Lines of data:

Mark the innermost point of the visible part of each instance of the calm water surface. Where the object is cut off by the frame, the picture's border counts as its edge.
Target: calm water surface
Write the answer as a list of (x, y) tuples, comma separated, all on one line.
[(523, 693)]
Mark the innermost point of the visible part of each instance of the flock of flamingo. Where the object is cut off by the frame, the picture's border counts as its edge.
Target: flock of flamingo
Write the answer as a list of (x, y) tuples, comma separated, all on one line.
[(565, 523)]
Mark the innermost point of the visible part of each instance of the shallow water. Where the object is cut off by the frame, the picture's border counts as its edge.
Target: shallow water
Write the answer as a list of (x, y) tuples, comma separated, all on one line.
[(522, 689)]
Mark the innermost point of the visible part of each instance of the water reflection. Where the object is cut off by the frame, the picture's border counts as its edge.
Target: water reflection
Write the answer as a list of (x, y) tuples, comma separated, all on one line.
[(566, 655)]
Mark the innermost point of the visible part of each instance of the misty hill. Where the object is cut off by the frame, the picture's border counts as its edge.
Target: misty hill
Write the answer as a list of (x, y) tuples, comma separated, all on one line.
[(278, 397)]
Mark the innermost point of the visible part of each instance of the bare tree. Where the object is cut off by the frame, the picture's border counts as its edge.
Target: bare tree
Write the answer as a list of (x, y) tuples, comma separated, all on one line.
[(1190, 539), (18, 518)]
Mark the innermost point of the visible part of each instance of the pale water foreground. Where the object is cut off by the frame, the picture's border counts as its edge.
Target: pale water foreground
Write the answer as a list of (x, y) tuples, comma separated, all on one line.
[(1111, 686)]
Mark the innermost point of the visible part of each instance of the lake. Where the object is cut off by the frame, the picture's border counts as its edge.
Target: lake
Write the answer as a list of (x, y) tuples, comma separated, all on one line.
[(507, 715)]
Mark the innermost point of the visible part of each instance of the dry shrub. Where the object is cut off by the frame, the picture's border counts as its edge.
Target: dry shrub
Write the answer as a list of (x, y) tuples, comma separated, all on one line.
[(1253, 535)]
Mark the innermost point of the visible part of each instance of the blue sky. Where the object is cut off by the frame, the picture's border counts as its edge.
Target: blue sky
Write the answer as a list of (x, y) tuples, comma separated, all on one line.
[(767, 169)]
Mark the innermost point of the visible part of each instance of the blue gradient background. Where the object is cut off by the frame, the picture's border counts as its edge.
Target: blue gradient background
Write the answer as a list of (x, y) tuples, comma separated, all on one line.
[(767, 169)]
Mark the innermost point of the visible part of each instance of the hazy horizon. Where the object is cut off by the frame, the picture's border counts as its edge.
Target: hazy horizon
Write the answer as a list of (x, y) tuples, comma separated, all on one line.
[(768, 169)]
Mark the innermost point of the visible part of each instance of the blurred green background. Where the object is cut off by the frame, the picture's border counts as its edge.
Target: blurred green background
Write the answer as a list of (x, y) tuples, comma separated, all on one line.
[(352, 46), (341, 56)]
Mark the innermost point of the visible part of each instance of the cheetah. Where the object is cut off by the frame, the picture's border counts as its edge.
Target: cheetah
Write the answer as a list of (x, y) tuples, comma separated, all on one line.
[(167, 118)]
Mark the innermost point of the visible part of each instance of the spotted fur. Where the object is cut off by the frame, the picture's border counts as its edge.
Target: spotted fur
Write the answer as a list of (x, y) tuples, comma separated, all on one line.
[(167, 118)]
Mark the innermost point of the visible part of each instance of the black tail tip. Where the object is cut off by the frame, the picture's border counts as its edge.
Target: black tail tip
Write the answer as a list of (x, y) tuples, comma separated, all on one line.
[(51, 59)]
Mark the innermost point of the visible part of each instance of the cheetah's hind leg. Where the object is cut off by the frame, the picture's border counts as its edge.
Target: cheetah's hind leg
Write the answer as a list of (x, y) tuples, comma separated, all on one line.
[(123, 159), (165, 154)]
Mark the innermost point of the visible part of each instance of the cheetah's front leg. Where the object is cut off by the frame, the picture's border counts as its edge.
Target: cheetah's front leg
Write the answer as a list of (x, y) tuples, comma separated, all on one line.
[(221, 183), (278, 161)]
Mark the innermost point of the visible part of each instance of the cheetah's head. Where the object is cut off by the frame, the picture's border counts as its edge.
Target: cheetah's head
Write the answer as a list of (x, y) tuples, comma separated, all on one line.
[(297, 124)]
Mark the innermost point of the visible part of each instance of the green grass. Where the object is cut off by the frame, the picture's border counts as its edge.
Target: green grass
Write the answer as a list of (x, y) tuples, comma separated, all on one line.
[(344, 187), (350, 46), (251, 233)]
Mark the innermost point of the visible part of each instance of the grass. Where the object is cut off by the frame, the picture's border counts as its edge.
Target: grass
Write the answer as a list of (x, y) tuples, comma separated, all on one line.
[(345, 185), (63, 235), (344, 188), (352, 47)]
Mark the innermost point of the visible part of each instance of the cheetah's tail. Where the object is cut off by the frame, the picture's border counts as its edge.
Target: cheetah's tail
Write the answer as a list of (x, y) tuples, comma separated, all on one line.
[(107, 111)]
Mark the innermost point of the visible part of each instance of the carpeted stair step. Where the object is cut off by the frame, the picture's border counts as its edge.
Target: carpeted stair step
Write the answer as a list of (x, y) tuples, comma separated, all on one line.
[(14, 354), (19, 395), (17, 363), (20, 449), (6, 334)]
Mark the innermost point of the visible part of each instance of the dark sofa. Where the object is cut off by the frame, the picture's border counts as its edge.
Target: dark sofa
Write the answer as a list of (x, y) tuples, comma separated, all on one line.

=== WHAT IS REQUIRED ===
Reproduce every one of the records above verbatim, with no changes to wording, numbers, or punctuation.

=== RESPONSE TO THIS EXERCISE ===
Mark the innermost point of the visible part of each instance of the calm water surface. Where the object is cut off by the frame, the picture's border counts as its edge.
Target: calm water surface
Write the answer as a list of (x, y) tuples, comma separated, all on one line.
[(523, 693)]
Mark the innermost point of the visible part of each instance of the flock of flamingo. Where the object is cut off by the frame, the picture's border counts as its edge.
Target: flock of flamingo
Write the answer as a list of (x, y) tuples, comma separated, all on one line.
[(565, 523)]
Mark the innermost point of the visible part of each instance of the shallow water. Where the object is cut off by the frame, the picture's border counts as its edge.
Target: shallow water
Write the answer as a list of (x, y) tuples, comma separated, all on one line.
[(522, 689)]
Mark the innermost point of the visible part of each instance of the water reflection. Where the object is cut off by the frame, the picture's border counts as its edge.
Target: water reflection
Write the answer as a list of (x, y) tuples, comma separated, all on one line.
[(566, 655)]
Mark the innermost point of the visible part of each instance of the misty hill. Where the object is cut off by the frame, the picture's border counts as its edge.
Target: misty hill
Write the answer as a list of (x, y) tuples, comma separated, all on one line.
[(278, 397)]
Mark the innermost point of the visible part of each instance of the bare tree. Where the object is cut off by the frame, the picture's border counts as its edge.
Target: bare tree
Write the answer as a list of (x, y) tuples, comma separated, all on one line.
[(1190, 539), (18, 518)]
Mark the innermost point of the visible part of each instance of the pale water foreground. Where the object is cut off by the frame, the picture's border counts as its edge.
Target: pale water foreground
Write the answer as a list of (x, y) tuples, comma separated, all on one line.
[(1111, 686)]
Mark the innermost point of the visible part of each instance of the lake. Where the object is cut off by the frame, the picture's border counts as its edge.
Target: lake
Write the answer as a list of (x, y) tuples, comma separated, all on one line.
[(507, 715)]
Mark the innermost point of the visible part of each instance of the dry shrub. Where the object is cut off by the frame, the picture's border counts as its edge.
Target: dry shrub
Write the answer as a list of (x, y) tuples, comma separated, all on one line.
[(1253, 535)]
Mark the innermost point of the visible part of each instance of the blue sky. Where the object is cut off by the frame, the picture's border counts as its edge.
Target: blue sky
Write the answer as a list of (x, y) tuples, comma separated, all on one line.
[(767, 169)]
Mark the innermost point of the visible part of each instance of the blue gradient background. Where the object is cut off by the frame, the picture's border counts as its edge.
Target: blue gradient background
Write the answer as a list of (x, y) tuples, comma separated, all on one line.
[(767, 169)]
Mark the innermost point of the visible part of each instance of the hazy horizon. Where the object is cut off by the frame, the picture's border counts as its edge.
Target: hazy horizon
Write the answer as a list of (x, y) tuples, comma separated, all on one line.
[(768, 169)]
Mark the innermost point of the visible part of each instance of the blurred green background. Where the object is cut off by the frame, the picture's border counts as its edge.
Target: blurred green background
Write the answer as a list of (x, y) tuples, comma separated, all on one line.
[(352, 46), (341, 56)]
Mark the innermost point of the visible part of each instance of the cheetah. Where the object is cut off by the frame, the picture's border counts as its edge.
Target: cheetah
Write the answer as a list of (x, y) tuples, comma separated, all on one line.
[(167, 118)]
Mark the innermost point of the visible part of each instance of the spotted fur. Where the object is cut off by the frame, the picture's border counts as its edge.
Target: spotted fur
Write the answer as a list of (x, y) tuples, comma separated, all on one line.
[(167, 118)]
Mark the innermost point of the visible part of each instance of the black tail tip. Where the object is cut off by the frame, the picture's border counts as its edge.
Target: black tail tip
Write the answer as a list of (x, y) tuples, comma separated, all on one line.
[(51, 59)]
Mark the innermost point of the visible part of each instance of the cheetah's hind leg. Where the object is cut off by the frame, the picture's border counts as its edge.
Target: cheetah's hind leg
Write the answer as a list of (x, y) tuples, comma separated, all on one line.
[(123, 159), (165, 154)]
Mark the innermost point of the visible part of each instance of the cheetah's front leg. Where the object is cut off by the frame, the picture's border counts as its edge.
Target: cheetah's front leg
Write the answer as a list of (x, y) tuples, comma separated, all on one line.
[(221, 183), (278, 161)]
Mark the innermost point of the visible part of each instance of the cheetah's head. Where the object is cut off by the frame, the picture's border counts as its edge.
Target: cheetah's head
Write the answer as a list of (x, y) tuples, comma separated, all on one line.
[(297, 124)]
Mark the innermost point of the visible part of each instance of the green grass. Where the object is cut off by the frame, the picture's border counts as its edge.
Target: green grass
Write the answer as a list of (x, y) tuples, comma separated, all on one line.
[(344, 187), (350, 46), (251, 233)]
Mark the innermost point of the visible part of each instance of the grass. Where the object is cut off by the frame, the picture's border counts as its edge.
Target: grass
Write the answer as a list of (x, y) tuples, comma separated, all on one line.
[(345, 185), (63, 235), (344, 188), (352, 47)]
Mark the innermost point of the visible part of each instance of the cheetah's tail. Where the object is cut off by the frame, the picture's border counts as its edge.
Target: cheetah's tail
Write the answer as a list of (x, y) tuples, comma separated, all on one line.
[(107, 111)]
Mark the innermost point of the visible part of each instance of the carpeted stair step. Where the object is cut off by the frame, the picture's border counts as its edge.
Target: carpeted stair step
Write the answer as a list of (x, y) tuples, comma separated, all on one line.
[(14, 354), (19, 395), (17, 363), (20, 449), (6, 334)]
Mark the innermost point of the visible part of each instance of the dark sofa. Where the object is cut off by the frame, the picture's border counts as its edge.
Target: dark sofa
Write the answer as a list of (x, y) tuples, comma separated, all on one line.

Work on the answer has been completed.